> **Tarefa proposta 1**:
Qual é o ingrediente misterioso da receita, segundo o texto sobre o pudim Abade de Priscos?

COMO FAZER PUDIM ABADE DE PRISCOS
Se você, como eu, gosta de pudim, de doces cremosos e de doces portugueses com muitos ovos, acho que tem tudo pra se apaixonar pelo pudim Abade de Priscos.
O pudim fazia parte da lista de delícias feitas por um Abade, que era da Freguesia de Priscos, bem pertinho de Braga, e ficou conhecido em meados do século 19 por ser um cozinheiro de mão cheia. Só que, apesar de fazer muita coisa boa, só a receita do pudim foi anotada, das outras não se sabe quase nada.
De tão bom que era, o pudim caiu nas graças dos portugueses e virou uma das sobremesas mais tradicionais da região de Braga. Como dizem os portugueses, ele é perfeito pros dias festivos como Páscoa, Natal e outras comemorações.
Na verdade, não tinha como ser diferente: um pudim muito cremoso pela quantidade de gemas, doce pelo açúcar do creme e pelo caramelo, com o gosto e o aroma deliciosos e irresistíveis da canela com limão e vinho do Porto e o aveludado untuoso do ingrediente misterioso da receita, que é o toucinho, e lindo pela cor muito dourada e brilhante que vem do caramelo e do vinho.

> **Dados extraídos**:

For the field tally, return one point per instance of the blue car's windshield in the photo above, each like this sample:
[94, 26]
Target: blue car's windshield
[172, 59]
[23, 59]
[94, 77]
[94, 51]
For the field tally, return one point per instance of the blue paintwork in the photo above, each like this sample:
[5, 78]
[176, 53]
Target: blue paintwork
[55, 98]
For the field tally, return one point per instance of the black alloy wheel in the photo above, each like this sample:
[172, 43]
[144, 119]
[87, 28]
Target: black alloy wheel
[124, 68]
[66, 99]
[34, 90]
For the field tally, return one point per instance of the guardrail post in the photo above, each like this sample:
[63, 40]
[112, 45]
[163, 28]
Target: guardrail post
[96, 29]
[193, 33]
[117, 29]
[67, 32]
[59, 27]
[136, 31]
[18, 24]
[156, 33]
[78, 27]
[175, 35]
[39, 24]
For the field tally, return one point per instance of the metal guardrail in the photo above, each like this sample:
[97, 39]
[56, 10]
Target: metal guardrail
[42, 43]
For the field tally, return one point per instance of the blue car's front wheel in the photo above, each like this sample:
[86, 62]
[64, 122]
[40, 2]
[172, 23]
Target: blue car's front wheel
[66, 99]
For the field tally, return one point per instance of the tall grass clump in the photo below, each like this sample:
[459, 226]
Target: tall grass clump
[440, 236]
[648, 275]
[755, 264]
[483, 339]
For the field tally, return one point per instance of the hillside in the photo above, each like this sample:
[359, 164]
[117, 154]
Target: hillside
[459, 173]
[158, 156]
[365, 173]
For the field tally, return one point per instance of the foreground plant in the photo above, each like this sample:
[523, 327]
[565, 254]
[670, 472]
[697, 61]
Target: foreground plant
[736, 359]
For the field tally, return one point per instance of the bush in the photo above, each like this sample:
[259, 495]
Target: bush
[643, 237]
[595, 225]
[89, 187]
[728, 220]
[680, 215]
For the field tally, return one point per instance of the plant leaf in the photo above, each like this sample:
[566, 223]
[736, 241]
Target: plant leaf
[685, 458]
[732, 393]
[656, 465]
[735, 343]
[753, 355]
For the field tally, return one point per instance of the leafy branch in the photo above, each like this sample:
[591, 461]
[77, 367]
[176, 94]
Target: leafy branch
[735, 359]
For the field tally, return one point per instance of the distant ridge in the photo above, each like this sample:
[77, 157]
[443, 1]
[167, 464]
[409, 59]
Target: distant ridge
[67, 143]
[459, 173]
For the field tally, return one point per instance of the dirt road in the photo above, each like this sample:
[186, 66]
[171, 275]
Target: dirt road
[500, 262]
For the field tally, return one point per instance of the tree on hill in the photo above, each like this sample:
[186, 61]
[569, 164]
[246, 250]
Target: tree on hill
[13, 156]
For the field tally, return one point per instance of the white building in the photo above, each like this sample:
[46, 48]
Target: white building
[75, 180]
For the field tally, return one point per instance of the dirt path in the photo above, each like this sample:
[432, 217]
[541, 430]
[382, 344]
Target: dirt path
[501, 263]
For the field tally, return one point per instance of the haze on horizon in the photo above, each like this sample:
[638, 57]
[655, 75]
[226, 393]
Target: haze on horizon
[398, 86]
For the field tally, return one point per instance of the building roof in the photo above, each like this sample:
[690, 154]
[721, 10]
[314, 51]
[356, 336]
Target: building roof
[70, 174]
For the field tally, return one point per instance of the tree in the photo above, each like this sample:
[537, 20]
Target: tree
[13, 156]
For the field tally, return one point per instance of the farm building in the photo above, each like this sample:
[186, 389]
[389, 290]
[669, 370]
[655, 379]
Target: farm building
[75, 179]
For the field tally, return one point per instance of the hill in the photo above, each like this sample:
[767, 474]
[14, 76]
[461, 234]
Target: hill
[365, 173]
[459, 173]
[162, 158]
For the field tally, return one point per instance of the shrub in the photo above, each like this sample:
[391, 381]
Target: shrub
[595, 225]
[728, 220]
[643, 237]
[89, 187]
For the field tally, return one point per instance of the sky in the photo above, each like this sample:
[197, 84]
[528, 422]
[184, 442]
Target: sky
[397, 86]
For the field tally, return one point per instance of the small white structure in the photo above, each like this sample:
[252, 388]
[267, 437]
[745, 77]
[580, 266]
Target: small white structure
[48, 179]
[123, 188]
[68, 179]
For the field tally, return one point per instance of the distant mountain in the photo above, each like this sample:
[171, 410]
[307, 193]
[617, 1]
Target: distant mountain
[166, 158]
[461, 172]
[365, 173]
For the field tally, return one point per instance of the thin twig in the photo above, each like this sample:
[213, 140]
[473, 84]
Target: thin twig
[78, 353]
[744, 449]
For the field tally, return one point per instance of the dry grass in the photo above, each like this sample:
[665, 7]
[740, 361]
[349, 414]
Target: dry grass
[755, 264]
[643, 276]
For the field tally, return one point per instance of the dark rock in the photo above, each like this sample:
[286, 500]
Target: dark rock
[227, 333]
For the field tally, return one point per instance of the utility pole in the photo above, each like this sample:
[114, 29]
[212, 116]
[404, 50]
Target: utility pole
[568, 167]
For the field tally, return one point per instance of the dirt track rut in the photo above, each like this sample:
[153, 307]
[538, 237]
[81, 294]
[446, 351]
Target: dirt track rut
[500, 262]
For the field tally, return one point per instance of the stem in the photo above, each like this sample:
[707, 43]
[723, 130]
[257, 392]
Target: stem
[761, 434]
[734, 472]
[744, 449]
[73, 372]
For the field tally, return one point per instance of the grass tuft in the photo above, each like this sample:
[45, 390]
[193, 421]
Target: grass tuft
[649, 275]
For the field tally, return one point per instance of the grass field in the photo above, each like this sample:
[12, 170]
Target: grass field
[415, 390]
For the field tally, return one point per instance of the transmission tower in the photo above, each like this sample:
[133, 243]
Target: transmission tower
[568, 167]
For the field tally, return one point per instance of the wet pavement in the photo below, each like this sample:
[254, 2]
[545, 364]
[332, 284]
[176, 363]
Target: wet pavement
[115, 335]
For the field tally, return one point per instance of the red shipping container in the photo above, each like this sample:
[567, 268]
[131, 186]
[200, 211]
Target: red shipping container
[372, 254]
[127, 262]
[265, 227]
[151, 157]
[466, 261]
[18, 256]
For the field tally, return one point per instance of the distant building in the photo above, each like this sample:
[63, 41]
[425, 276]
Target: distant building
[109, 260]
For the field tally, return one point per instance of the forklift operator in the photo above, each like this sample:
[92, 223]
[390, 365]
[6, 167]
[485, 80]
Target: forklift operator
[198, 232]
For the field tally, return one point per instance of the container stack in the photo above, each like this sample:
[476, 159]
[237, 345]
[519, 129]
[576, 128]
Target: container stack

> **Tarefa proposta 2**:
Selecione, nas entradas, cada linha em que aparece a palavra "forklift".

> **Solução do exercício 1**:
O toucinho.

> **Solução do exercício 2**:
For the field tally, return one point per instance of the forklift operator in the photo above, each like this sample:
Target: forklift operator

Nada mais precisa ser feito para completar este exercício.